Point annotation items
==========
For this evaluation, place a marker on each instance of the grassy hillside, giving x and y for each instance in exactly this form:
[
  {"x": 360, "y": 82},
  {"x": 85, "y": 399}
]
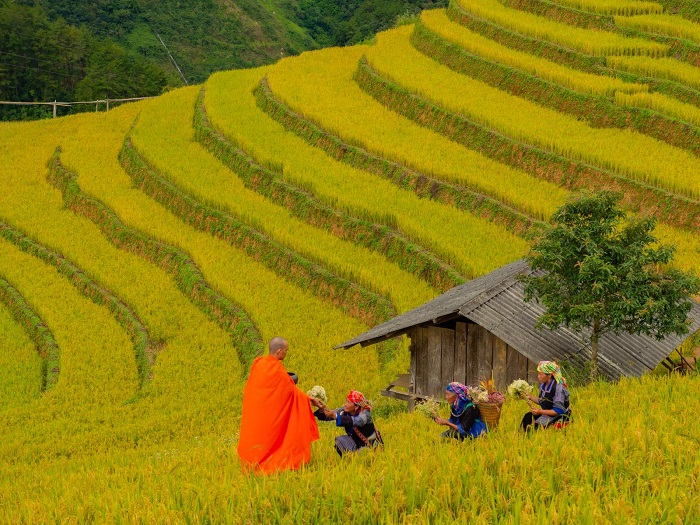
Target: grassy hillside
[
  {"x": 147, "y": 254},
  {"x": 70, "y": 50}
]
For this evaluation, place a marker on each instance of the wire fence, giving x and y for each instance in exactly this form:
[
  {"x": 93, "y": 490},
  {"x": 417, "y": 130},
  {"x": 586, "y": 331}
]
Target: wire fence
[{"x": 105, "y": 101}]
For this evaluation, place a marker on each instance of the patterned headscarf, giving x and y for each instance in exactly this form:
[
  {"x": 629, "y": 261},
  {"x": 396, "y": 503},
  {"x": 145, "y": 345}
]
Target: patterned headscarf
[
  {"x": 462, "y": 393},
  {"x": 358, "y": 398},
  {"x": 550, "y": 367}
]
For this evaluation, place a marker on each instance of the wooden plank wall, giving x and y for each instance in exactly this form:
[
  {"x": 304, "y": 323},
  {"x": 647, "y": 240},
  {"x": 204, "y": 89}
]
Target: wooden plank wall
[{"x": 467, "y": 354}]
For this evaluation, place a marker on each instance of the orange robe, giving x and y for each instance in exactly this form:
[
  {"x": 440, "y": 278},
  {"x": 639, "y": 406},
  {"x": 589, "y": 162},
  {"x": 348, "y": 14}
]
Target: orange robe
[{"x": 277, "y": 425}]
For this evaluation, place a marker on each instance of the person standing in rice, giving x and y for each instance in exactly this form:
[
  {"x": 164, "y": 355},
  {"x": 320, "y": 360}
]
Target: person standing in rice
[
  {"x": 465, "y": 418},
  {"x": 553, "y": 399},
  {"x": 277, "y": 424},
  {"x": 355, "y": 416}
]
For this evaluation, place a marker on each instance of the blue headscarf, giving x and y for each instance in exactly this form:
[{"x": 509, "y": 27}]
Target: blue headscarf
[{"x": 463, "y": 397}]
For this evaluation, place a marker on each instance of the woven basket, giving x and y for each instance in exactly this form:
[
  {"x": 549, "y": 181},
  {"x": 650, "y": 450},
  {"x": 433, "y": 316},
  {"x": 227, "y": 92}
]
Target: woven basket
[{"x": 490, "y": 413}]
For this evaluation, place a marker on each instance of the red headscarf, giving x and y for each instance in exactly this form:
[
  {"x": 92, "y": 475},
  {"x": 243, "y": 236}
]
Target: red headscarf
[{"x": 358, "y": 398}]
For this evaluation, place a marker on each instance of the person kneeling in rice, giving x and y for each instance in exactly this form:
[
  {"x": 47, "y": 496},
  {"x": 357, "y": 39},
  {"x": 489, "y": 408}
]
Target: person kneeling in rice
[
  {"x": 553, "y": 399},
  {"x": 465, "y": 418},
  {"x": 356, "y": 417}
]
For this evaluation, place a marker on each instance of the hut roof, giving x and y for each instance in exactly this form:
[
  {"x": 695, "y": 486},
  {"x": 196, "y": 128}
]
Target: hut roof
[{"x": 496, "y": 302}]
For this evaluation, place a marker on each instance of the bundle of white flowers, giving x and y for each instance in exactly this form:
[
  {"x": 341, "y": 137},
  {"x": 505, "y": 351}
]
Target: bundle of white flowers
[
  {"x": 429, "y": 408},
  {"x": 519, "y": 388},
  {"x": 478, "y": 394},
  {"x": 319, "y": 393}
]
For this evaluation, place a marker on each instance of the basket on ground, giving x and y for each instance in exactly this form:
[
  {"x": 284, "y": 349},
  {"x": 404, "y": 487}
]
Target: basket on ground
[{"x": 490, "y": 413}]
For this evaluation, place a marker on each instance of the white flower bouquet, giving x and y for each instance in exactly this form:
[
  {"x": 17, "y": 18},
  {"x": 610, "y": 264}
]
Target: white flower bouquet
[
  {"x": 429, "y": 408},
  {"x": 518, "y": 388},
  {"x": 319, "y": 393}
]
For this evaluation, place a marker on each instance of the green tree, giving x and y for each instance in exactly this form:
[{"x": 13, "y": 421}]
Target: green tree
[{"x": 596, "y": 270}]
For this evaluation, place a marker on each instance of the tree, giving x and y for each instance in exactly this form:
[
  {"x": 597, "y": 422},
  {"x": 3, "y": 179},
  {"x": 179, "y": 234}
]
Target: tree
[{"x": 596, "y": 270}]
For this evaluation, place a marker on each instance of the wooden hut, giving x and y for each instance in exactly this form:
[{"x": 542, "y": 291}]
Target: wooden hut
[{"x": 484, "y": 328}]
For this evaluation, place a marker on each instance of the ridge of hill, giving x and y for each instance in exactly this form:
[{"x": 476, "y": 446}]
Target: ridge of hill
[
  {"x": 312, "y": 198},
  {"x": 84, "y": 50}
]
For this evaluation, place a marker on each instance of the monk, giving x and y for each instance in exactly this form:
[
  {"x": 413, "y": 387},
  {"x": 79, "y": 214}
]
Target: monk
[{"x": 277, "y": 425}]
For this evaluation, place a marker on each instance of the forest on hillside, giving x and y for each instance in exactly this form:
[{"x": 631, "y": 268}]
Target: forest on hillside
[{"x": 87, "y": 50}]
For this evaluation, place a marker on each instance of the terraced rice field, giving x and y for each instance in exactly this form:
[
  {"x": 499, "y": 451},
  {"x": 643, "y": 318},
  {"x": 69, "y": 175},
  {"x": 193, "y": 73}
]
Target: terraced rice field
[{"x": 147, "y": 254}]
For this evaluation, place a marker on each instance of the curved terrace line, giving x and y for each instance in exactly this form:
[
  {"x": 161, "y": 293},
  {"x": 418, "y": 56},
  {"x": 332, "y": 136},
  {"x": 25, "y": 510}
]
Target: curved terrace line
[
  {"x": 36, "y": 329},
  {"x": 668, "y": 207},
  {"x": 424, "y": 186},
  {"x": 269, "y": 182},
  {"x": 562, "y": 55},
  {"x": 353, "y": 299},
  {"x": 144, "y": 347},
  {"x": 231, "y": 317},
  {"x": 598, "y": 111}
]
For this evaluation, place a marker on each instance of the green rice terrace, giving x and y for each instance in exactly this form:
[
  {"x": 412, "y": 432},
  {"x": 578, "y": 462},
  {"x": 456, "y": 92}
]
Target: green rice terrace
[{"x": 149, "y": 253}]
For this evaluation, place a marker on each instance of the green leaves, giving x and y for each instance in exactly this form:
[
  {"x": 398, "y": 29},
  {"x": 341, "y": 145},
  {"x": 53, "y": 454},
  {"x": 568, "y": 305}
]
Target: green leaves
[{"x": 595, "y": 268}]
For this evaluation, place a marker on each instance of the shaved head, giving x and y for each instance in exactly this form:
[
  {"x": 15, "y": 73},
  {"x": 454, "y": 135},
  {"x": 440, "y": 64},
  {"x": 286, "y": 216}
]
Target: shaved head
[{"x": 277, "y": 343}]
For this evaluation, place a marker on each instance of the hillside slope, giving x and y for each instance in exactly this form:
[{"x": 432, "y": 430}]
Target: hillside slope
[{"x": 152, "y": 250}]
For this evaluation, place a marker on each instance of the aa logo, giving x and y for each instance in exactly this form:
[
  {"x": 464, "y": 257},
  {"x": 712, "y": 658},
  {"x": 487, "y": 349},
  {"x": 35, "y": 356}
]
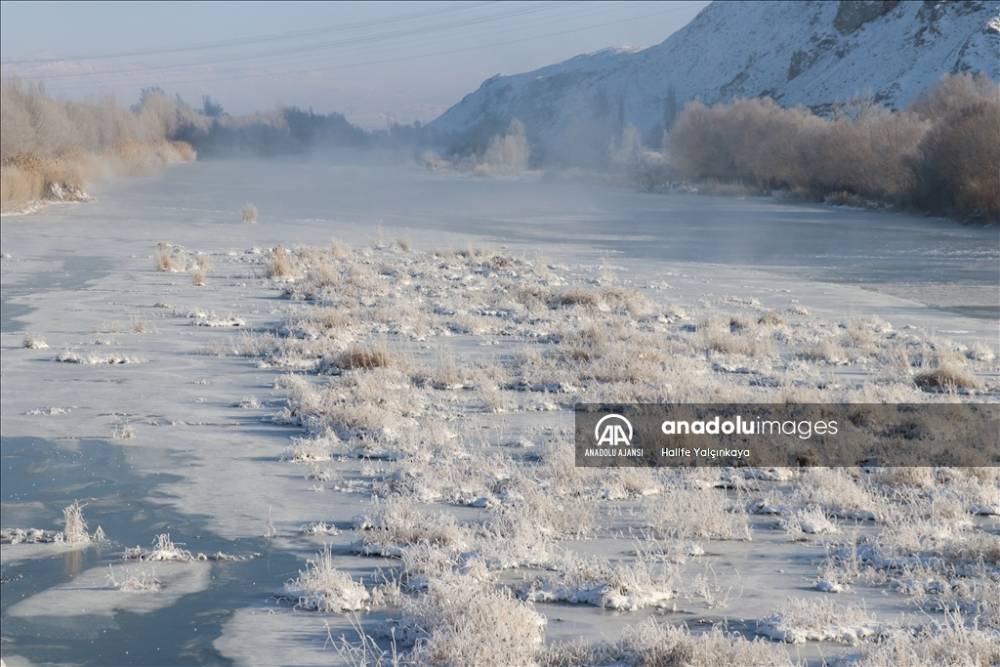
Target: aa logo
[{"x": 613, "y": 431}]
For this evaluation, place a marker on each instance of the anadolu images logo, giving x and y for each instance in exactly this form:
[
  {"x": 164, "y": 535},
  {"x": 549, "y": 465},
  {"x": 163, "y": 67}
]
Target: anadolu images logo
[{"x": 613, "y": 430}]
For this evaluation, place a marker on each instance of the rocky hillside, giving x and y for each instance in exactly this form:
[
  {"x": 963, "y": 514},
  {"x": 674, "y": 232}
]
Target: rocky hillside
[{"x": 816, "y": 54}]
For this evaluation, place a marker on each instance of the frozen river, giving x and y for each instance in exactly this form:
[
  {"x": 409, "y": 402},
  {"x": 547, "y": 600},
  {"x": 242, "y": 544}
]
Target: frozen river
[{"x": 76, "y": 274}]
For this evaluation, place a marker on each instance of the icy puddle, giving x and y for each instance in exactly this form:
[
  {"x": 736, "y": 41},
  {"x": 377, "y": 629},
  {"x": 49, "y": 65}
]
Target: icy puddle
[{"x": 78, "y": 593}]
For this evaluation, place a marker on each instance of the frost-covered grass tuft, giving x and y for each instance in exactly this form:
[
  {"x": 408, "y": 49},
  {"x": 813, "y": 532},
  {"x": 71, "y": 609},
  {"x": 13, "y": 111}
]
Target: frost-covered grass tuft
[
  {"x": 948, "y": 378},
  {"x": 34, "y": 342},
  {"x": 281, "y": 264},
  {"x": 134, "y": 582},
  {"x": 322, "y": 587},
  {"x": 660, "y": 644},
  {"x": 463, "y": 620}
]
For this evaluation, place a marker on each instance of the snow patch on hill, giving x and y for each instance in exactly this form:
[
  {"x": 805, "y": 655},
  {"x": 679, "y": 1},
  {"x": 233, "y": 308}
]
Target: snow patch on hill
[{"x": 815, "y": 54}]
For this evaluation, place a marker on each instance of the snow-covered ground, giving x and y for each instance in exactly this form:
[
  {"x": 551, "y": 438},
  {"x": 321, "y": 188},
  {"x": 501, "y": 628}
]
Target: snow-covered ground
[{"x": 415, "y": 344}]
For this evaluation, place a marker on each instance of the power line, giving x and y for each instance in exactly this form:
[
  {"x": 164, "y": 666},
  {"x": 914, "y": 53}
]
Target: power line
[
  {"x": 259, "y": 75},
  {"x": 348, "y": 41},
  {"x": 241, "y": 41}
]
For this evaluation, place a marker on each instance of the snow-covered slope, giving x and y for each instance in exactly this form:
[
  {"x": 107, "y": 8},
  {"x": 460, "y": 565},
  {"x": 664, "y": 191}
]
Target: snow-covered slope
[{"x": 810, "y": 53}]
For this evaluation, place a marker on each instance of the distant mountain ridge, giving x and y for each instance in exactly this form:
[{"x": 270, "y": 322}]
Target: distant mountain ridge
[{"x": 816, "y": 54}]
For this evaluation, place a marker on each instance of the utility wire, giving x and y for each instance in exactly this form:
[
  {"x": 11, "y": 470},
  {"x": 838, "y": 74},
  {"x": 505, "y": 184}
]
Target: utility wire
[
  {"x": 259, "y": 75},
  {"x": 348, "y": 41},
  {"x": 242, "y": 41}
]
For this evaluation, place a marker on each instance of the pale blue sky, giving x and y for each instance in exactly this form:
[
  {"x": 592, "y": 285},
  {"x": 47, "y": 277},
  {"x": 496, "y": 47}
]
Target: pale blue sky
[{"x": 373, "y": 61}]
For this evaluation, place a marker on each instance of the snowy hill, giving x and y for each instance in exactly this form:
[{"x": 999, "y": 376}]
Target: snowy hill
[{"x": 800, "y": 53}]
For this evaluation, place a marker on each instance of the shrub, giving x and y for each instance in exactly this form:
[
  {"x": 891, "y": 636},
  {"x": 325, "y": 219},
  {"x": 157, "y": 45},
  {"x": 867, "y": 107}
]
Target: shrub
[
  {"x": 947, "y": 377},
  {"x": 50, "y": 148},
  {"x": 280, "y": 264},
  {"x": 940, "y": 155},
  {"x": 464, "y": 621},
  {"x": 322, "y": 587}
]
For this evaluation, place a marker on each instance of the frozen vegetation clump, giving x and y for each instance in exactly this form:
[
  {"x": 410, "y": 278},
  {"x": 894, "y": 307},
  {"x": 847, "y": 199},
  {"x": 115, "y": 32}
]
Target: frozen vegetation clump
[
  {"x": 620, "y": 585},
  {"x": 322, "y": 587},
  {"x": 75, "y": 531},
  {"x": 654, "y": 642},
  {"x": 134, "y": 582},
  {"x": 395, "y": 403},
  {"x": 465, "y": 621},
  {"x": 34, "y": 342},
  {"x": 819, "y": 620}
]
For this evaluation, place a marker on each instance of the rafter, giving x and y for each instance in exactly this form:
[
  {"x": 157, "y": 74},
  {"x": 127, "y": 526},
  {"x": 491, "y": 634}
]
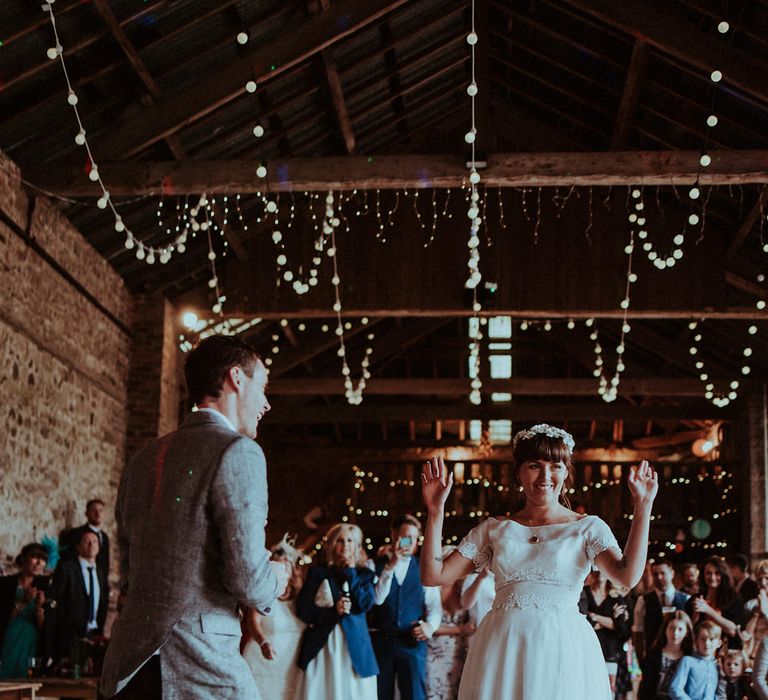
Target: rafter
[
  {"x": 518, "y": 411},
  {"x": 635, "y": 73},
  {"x": 518, "y": 386},
  {"x": 672, "y": 33},
  {"x": 216, "y": 88},
  {"x": 408, "y": 171}
]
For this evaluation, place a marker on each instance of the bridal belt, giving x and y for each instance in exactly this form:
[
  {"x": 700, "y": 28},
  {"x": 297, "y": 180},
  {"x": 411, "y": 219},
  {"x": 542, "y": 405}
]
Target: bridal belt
==========
[Stated goal]
Please copy the lines word for word, from the line containing "of the bridal" through the end of the items.

[Result of this task]
For this evaluation, place a marker on each instance of the bridal belt, giving x and y for each instance in exactly this form:
[
  {"x": 700, "y": 28},
  {"x": 297, "y": 180},
  {"x": 411, "y": 219},
  {"x": 542, "y": 405}
]
Target: bridal belt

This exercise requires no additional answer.